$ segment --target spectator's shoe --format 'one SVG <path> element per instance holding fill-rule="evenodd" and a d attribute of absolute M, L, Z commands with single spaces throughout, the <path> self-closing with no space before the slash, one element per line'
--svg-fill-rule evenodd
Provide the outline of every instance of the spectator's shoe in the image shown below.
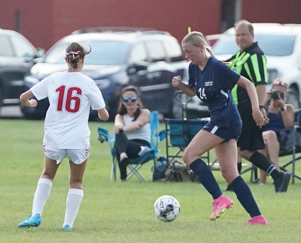
<path fill-rule="evenodd" d="M 251 218 L 248 221 L 248 224 L 261 224 L 265 225 L 267 224 L 267 222 L 262 215 Z"/>
<path fill-rule="evenodd" d="M 62 229 L 64 231 L 70 231 L 72 230 L 72 228 L 67 224 L 64 226 Z"/>
<path fill-rule="evenodd" d="M 233 192 L 233 189 L 231 187 L 231 186 L 228 184 L 228 186 L 227 186 L 227 188 L 225 189 L 225 190 L 226 192 Z"/>
<path fill-rule="evenodd" d="M 28 215 L 28 218 L 18 226 L 19 228 L 37 227 L 41 224 L 41 215 L 37 214 L 34 216 Z"/>
<path fill-rule="evenodd" d="M 210 216 L 210 220 L 215 220 L 219 218 L 225 210 L 233 205 L 233 201 L 223 195 L 213 201 L 213 212 Z"/>
<path fill-rule="evenodd" d="M 284 173 L 281 172 L 282 174 L 281 178 L 276 179 L 274 181 L 274 186 L 275 186 L 275 191 L 276 192 L 284 192 L 287 190 L 287 187 L 290 180 L 290 172 L 286 171 Z"/>

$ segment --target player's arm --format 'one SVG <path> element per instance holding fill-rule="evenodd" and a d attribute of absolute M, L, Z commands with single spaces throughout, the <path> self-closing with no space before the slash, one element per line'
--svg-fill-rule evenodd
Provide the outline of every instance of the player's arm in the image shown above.
<path fill-rule="evenodd" d="M 172 84 L 174 87 L 178 87 L 186 95 L 192 97 L 195 95 L 195 88 L 191 88 L 188 85 L 185 84 L 182 81 L 180 76 L 174 77 L 172 80 Z"/>
<path fill-rule="evenodd" d="M 103 121 L 107 121 L 109 119 L 109 112 L 105 108 L 97 110 L 98 116 Z"/>
<path fill-rule="evenodd" d="M 147 109 L 141 109 L 141 112 L 136 120 L 127 126 L 124 126 L 124 131 L 137 131 L 150 122 L 150 112 Z"/>
<path fill-rule="evenodd" d="M 30 100 L 29 99 L 33 96 L 33 94 L 31 91 L 29 90 L 21 94 L 20 96 L 20 100 L 25 106 L 27 107 L 34 107 L 36 106 L 38 104 L 37 101 L 33 99 Z"/>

===============

### Objective
Give the lines from the one containing "segment --target player's" through the end of the entries again, exactly as written and with no other lines.

### Written answer
$ segment --target player's arm --format 'one SVG <path> element per instance holding fill-rule="evenodd" and a d attribute of absolute M, L, Z commands with single spaces throughout, the <path> self-closing with no space before the slash, one element per line'
--svg-fill-rule evenodd
Provide the outline of every instance of the player's arm in the image shown above.
<path fill-rule="evenodd" d="M 172 84 L 174 87 L 178 87 L 186 95 L 192 97 L 195 95 L 195 88 L 191 88 L 188 85 L 185 84 L 182 81 L 180 76 L 174 77 L 172 80 Z"/>
<path fill-rule="evenodd" d="M 103 121 L 107 121 L 109 119 L 109 112 L 105 108 L 97 110 L 98 116 Z"/>
<path fill-rule="evenodd" d="M 147 109 L 141 109 L 141 112 L 136 120 L 127 126 L 124 126 L 124 131 L 137 131 L 150 122 L 150 112 Z"/>
<path fill-rule="evenodd" d="M 30 100 L 29 99 L 33 96 L 33 94 L 31 91 L 29 90 L 21 94 L 20 96 L 20 100 L 25 106 L 27 107 L 34 107 L 36 106 L 38 104 L 37 101 L 33 99 Z"/>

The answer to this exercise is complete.